READING PASSAGE:
▬▬▬▬▬▬▬▬▬▬
Practical VPns with l2tpns

This document was compiled from the administrator’s point of view, to explain what are VPNs, how they are deployed today and to detail the necessary steps and tools to achieve and create a fully working VPN solution, integrated with RADIUS systems for AAA.

I will not dwell in this document on how to compile source packages or kernel patching, and with the same tone I’m assuming the reader is an experienced Linux user.

VPNs have their share amount of gossip for being a very complex thing, and in some cases this may be true as they tend to be more security intensive which require adding more and more layers to the scheme. With this said, we’ll take a look at how fairly straight-forward it is to setup VPNs and maintain them with various Open-Source tools.

Table of Contents

Overview of VPNs and IPsec

Virtual Private Networks

The purpose of a VPN is to create a secure channel on-top of an un-secure medium, where a computer or a device are put in each end-point in order to establish communication, each of these end-points are often referred to as Point of Presence, or POP. This kind of a communication allows the capability of creating a Virtual Private Network, which is accessible over a medium such as the Internet and thus, extend the physical boundaries of an existing local network.

VPNs have three forms:

Site-To-Site VPNs

these setups exist in order to extend the local network to create a much bigger LAN over the Internet.

Network-To-Host or Remote access VPNs

where a central VPN server is able to achieve multiple connections, often referred to as RoadWarrior VPNs. (This setup is very common among ISPs)

Network-To-Network

extranet VPNs allow secure connections within branches and business partners, they are an extension of a Site-To-Site VPNs.

Figure 1, “Site to Site VPN” shows a Site-To-Site VPN diagram.

Figure 1. Site to Site VPN

IP/VPNs are connections which are based upon IP tunnels. A tunnel is a way to encapsulate an IP packet inside another IP packet or some other type of packet. Why do we need tunneling? A Virtual Private Network is identified by IANA’s private IP assignments and so such packet can not go beyond the uplink Internet interface.

Figure 2, “Tunneling Process” shows the tunneling process.

Figure 2. Tunneling Process

Several tunneling protocols are available for manifesting VPNs.

L2F

Layer 2 Forwarding, an older implementation which assume position at the link layer of the OSI. It has no encryption capabilities and hence, deprecated.

L2TP

Layer 2 Tunneling Protocol, still no encryption capabilities.

PPTP

Point-to-Point Tunneling Protocol, and yet again, no encryption.

As seen, the requirement of encryption enhancement is urgent in order to assure authentication, data integrity and privacy. IPsec solves this by providing a suite of security measures implemented at layer 3.

IP Security Suite (IPsec)

VPN Security is now appearing, this complex things. How so? VPN tunnels by themselves are easily maintained by single-standalone tools like pppd, l2tpns, stunnel and others. Involving security with VPNs though requires more:

• authentication, data integrity and privacy
• keying management

Note

Keys are secrets being shared by two end-points to provide a secure mean of communication against a third-party connection from sniffing the actual data.
▬▬▬▬▬▬▬▬▬▬
[Location identification items]
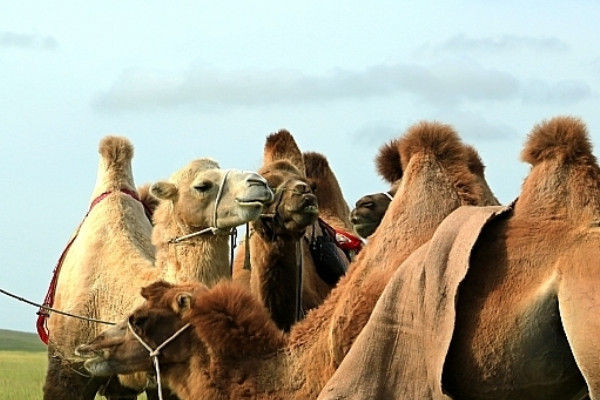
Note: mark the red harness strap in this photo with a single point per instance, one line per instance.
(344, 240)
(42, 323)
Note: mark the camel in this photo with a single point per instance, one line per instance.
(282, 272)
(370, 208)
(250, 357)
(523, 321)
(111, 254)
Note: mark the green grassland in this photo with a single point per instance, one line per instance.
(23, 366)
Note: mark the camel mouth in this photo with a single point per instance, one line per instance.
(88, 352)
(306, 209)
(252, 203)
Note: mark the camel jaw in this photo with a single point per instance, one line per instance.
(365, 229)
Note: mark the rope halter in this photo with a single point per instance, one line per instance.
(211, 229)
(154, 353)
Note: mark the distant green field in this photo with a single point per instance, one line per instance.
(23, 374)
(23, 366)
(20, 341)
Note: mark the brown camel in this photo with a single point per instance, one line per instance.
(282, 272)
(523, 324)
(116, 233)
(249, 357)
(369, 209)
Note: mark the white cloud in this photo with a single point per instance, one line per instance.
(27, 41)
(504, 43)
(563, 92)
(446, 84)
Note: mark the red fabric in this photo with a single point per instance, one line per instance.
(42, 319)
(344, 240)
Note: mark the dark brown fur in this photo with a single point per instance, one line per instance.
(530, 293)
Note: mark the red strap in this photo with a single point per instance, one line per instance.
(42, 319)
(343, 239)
▬▬▬▬▬▬▬▬▬▬
TO BE DONE:
1 - Answer these questions about the VPN guide.
(a) What are the end-points of a VPN often called?
(b) Which tunneling protocol does the guide call an older implementation that is deprecated?
(c) At what layer does IPsec put its security measures in place?
2 - Copy word for word the part of the VPN guide starting with "Network-To-Host or Remote" and going on through "common among ISPs)".

PER-TASK ANSWERS:
1 -
(a) Point of Presence, or POP
(b) L2F (Layer 2 Forwarding)
(c) Layer 3

2 -
Network-To-Host or Remote access VPNs

where a central VPN server is able to achieve multiple connections, often referred to as RoadWarrior VPNs. (This setup is very common among ISPs)